The list files in log2timeline are vitally important to understand.  They can be used to specify exactly which log2timeline modules you would like to parse in a given image.  There are some default list-files already built into log2timeline found in the /usr/share/perl5/Log2t/input directory and all in with the value .lst.  The list-files will always be used with the –f list-file option and the -r (recurse directory) and will automatically parse any artifact included in the list-file chosen found in the starting or subdirectory of the location you are examining with log2timeline.

Once you understand the .lst files are just a list of artifacts you would like to examine, it is fairly simple to add your own for any type of situation.  For example, you could add one for an intrusion investigation against an IIS webserver by using only the artifacts mftevt, and iis.  This will save you a lot of time especially if there are a bunch of IIS log files on the system.

Intermediate log2timeline LIST-Files usage

If you prefer to not make a list-file for use.  log2timeline can take any number of processors, as long as they are separated with a comma.

An example: -f winxp,-ntuser,syslog–  This will load up all the modules in the winxp input list file, and then add the syslog module, and remove the ntuser one.

The same can be done here:  -f webhist,ntuser,altiris,-chrome — This will load up all the modules inside the webhist.lst file, add ntuser and altiris, and then remove the chrome module out of the list.

This is the proper way to form a command using the log2timeline list-files option in the SIFT workstation.

Now that we have an understanding of the basic functionality, it is best if we quickly take a look at some cases in where a targeted timeline could be used.

Case Study 1 – Intrusion Incident (IIS Web Server)

Perhaps you are examining a case in which you have to examine a web server for a possible residue of attack.  In this case you are not sure when the attack took place but you would like to look at not only the system’s MFT, you would also like to include the IIS log files and the system’s event logs.  This greatly reduces the amount of clutter in your timeline as you already know your attack via the web would be found in these 3 places.

Mount your disk image correctly using the SIFT workstation on /mnt/windows_mount

Now build the commands to build your initial timelin

Step 1 – Find Partition Starting Sector   # mmls image.dd calculate offset ##### (sector *512)

=== Data listing ===
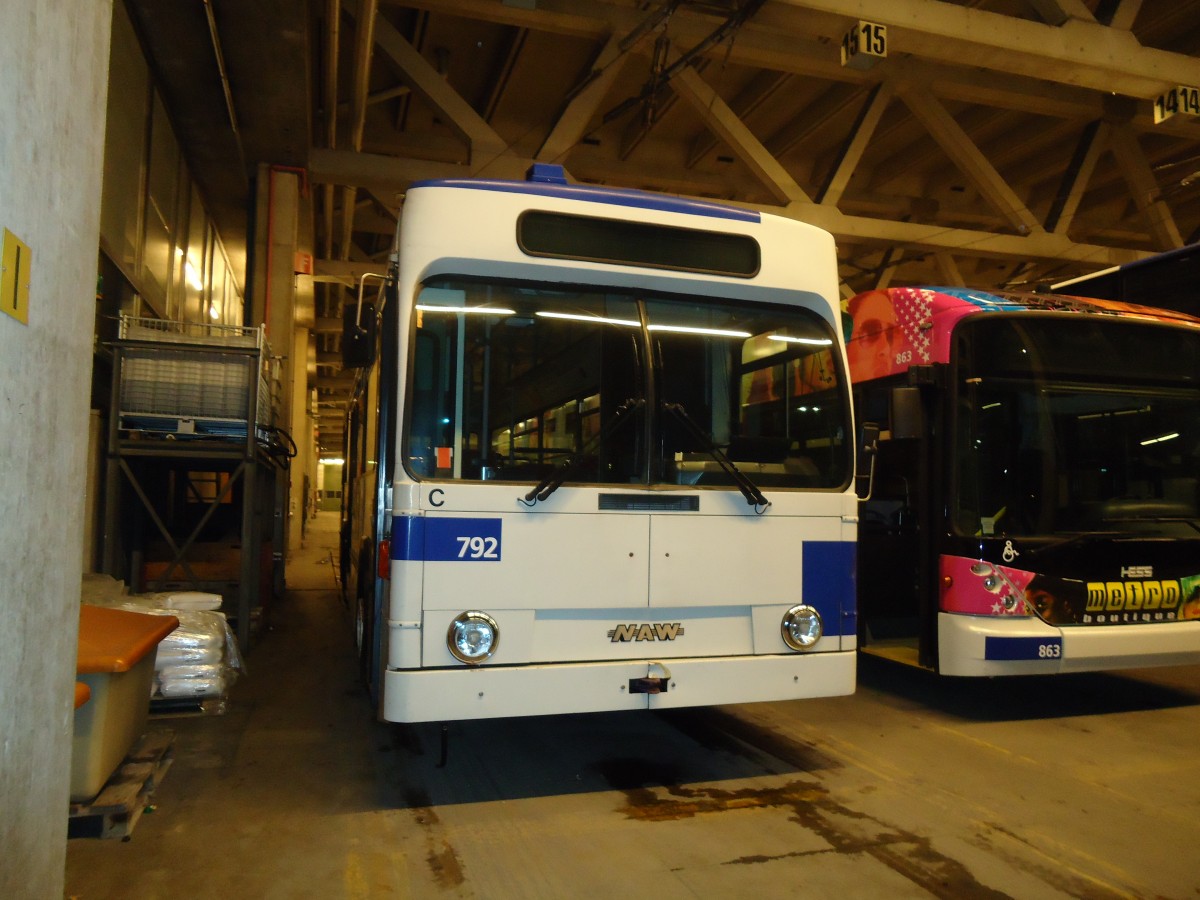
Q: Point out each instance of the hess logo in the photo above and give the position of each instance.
(648, 631)
(1137, 571)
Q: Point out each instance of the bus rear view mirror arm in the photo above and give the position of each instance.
(869, 447)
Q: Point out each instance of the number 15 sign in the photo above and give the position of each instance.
(864, 45)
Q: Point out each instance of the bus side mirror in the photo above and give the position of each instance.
(869, 449)
(906, 412)
(359, 335)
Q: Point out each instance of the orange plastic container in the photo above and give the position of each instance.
(115, 661)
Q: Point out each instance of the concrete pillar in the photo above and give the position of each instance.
(52, 150)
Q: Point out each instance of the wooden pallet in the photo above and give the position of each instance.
(125, 796)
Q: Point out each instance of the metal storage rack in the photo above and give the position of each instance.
(192, 448)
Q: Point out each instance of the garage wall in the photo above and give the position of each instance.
(52, 148)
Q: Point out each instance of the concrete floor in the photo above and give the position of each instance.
(1078, 786)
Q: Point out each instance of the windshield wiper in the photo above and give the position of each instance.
(748, 487)
(544, 489)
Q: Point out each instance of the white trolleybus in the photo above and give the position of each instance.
(1036, 497)
(600, 456)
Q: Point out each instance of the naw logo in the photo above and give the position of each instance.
(648, 631)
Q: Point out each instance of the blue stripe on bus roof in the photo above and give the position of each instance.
(982, 299)
(616, 197)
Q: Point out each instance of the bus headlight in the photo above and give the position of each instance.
(802, 628)
(473, 636)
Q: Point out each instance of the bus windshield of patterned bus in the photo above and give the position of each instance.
(515, 382)
(1065, 424)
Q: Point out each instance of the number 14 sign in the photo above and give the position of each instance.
(1180, 99)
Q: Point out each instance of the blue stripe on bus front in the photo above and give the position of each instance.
(1018, 648)
(828, 583)
(636, 199)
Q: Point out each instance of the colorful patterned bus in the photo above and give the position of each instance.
(1033, 495)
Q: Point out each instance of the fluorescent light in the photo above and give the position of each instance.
(690, 330)
(582, 317)
(468, 310)
(1161, 438)
(814, 341)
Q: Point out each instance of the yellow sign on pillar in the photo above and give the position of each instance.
(15, 275)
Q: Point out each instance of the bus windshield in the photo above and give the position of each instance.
(1071, 425)
(513, 382)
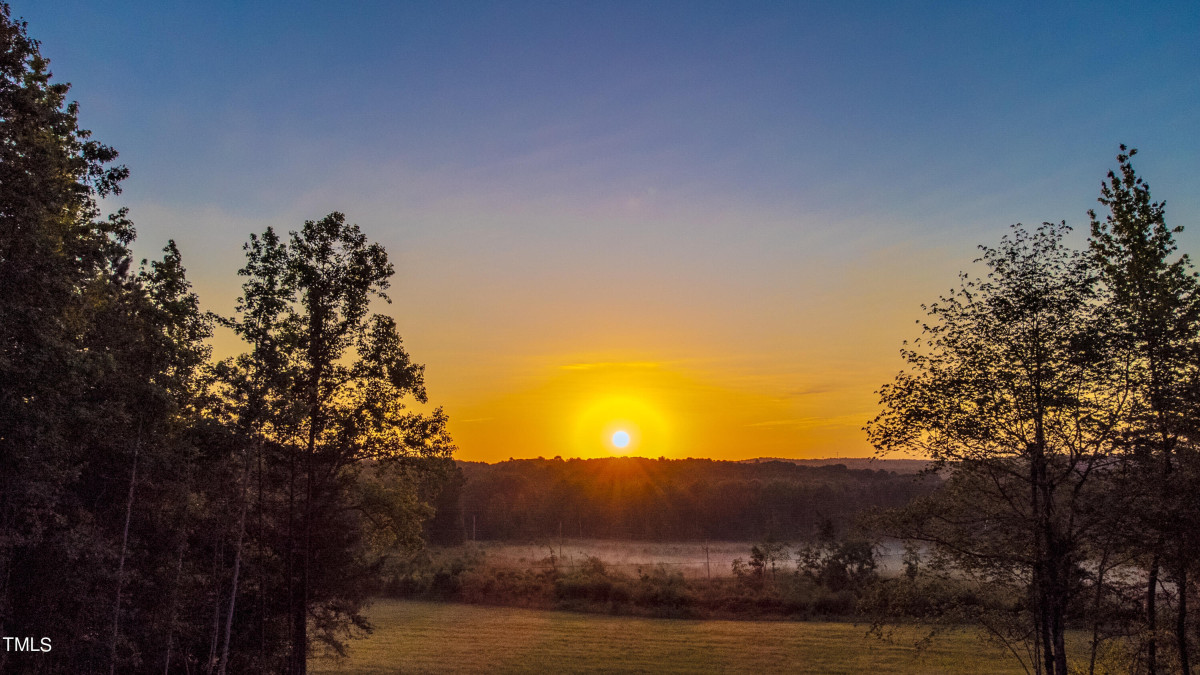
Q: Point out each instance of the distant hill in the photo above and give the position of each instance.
(897, 465)
(671, 500)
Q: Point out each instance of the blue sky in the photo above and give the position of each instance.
(761, 193)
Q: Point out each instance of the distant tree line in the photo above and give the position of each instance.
(161, 512)
(1061, 390)
(664, 500)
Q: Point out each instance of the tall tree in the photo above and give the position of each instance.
(1013, 389)
(329, 387)
(1156, 306)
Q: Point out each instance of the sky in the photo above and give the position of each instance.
(708, 225)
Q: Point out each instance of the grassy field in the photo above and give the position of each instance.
(688, 557)
(418, 637)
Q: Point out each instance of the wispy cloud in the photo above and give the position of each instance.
(613, 365)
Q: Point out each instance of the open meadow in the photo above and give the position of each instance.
(421, 637)
(690, 559)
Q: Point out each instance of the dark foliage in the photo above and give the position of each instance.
(671, 500)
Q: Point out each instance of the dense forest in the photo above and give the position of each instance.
(663, 500)
(160, 511)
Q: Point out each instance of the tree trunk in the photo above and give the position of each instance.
(125, 543)
(1181, 620)
(237, 568)
(1152, 619)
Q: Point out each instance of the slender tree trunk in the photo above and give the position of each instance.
(219, 553)
(291, 566)
(125, 543)
(1096, 611)
(174, 602)
(1181, 620)
(237, 567)
(1152, 619)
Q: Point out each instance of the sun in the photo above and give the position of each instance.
(621, 424)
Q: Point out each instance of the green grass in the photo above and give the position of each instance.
(419, 637)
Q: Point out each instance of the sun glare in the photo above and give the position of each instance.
(621, 424)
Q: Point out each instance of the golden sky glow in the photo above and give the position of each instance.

=== To do ===
**A.** In the passage on log2timeline list files, which directory holds the default list files?
**B.** Continue the passage on log2timeline list files from the point where it stops.

=== Task results ===
**A.** /usr/share/perl5/Log2t/input

**B.**
Step 2 – Mount image for processing   # mount -o ro, noexec,show_sys_files,loop,offset=##### image.dd /mnt/windows_mount

Step 3 – Add Filesystem Data   # log2timeline –z EST5EDT –f mft,iis,evt /mnt/windows_mount –w intrusion.csv

Once you have run the three commands you will now have your timeline built.  It is best that you now sort your timeline using l2t_process.  l2t_process is most effective when you are bounding it by two dates to limit looking at all times on the system.

Step 4 – Filter Timeline   # l2t_process -b intrusion.csv > filtered-timeline.csv

#l2t_process –b /cases/ EXAMPLE-DIR-YYYYMMDD-####/timeline.csv 01-16-2008..02-23-2008 > timeline-sorted.csv

Case Study 2 – Restore Point Examination

In this example, we are using log2timeline to sort a Windows XP restore points only looking for “Evidence of Execution” only.  This is used to show how you can use log2timeline to provide a targeted timeline of only a piece of the drive image instead of the entire system itself.  In this example, we could see historically the last execution time for many executables on each day a restore point was created.

# log2timeline -r -f ntuser -z EST5EDT /mnt/windows_mount/System\ Volume\ Information/ -w /cases/forensicchallenge/restore.csv

# kedit keyword (add userassist, runmru, LastVistedMRU, etc.)

# l2t_process -b restore.csv -k keyword.txt > filtered-timeline.csv

What if a key part of our case was determining when the last time internet explorer was last executed over time?  It is now easily visible each time IE was last executed on a specific day using timeline analysis techniques like those I showed above.  Here you can easily track the execution of a specific program across multiple days thanks to quick analysis using the restore point data (NTUSER.dat hives) and log2timeline.

Case Study 3 – Manual Super Timeline Creation

In some cases, you might not want to use the full super timeline.  To understand what log2timeline is stepping through automatically; it might be useful to accomplish the same output by hand.  The following is the steps that log2timeline takes care of us in a single command instead of 3 steps.

In Summary:

Timeline analysis is hard.  Understanding how to use log2timeline will help engineer better solutions to unique investigative challenges.  The tool was built for maximum flexibility to account for the need for both targeted and overall super timeline creation. Create your own preprocessors for targeted timelines.  Use log2timeline to only collect the data you need.   Or use it to collect everything.

In the next article we will talk about more efficient ways of analyzing data collected from log2timeline

CONGRATS!

You just created your first SUPER Timeline… now you get to analyze thousands of entries!  (Wha???)

In another upcming  article, I will discuss how to parse and reduce the timeline efficiently so you can analyze the data easier.  SUPER-TIMELINES obtain much data from your operating system, but learning how to parse it into something useable is extremely valuable.  In my SANS360 talk, I will take this technique even further.  Of course, we go through all these techniques in our full training courses at SANS specifically FOR508: Advanced Computer Forensic Analysis and Incident Response.

Keep Fighting Crime!

Rob Lee has over 15 years of experience in digital forensics, vulnerability discovery, intrusion detection and incident response. Rob is the lead course author and faculty fellow for the computer forensic courses  at  the SANS Institute and lead author for FOR408 Windows Forensics and FOR508 Advanced Computer Forensics  Analysis and Incident Response.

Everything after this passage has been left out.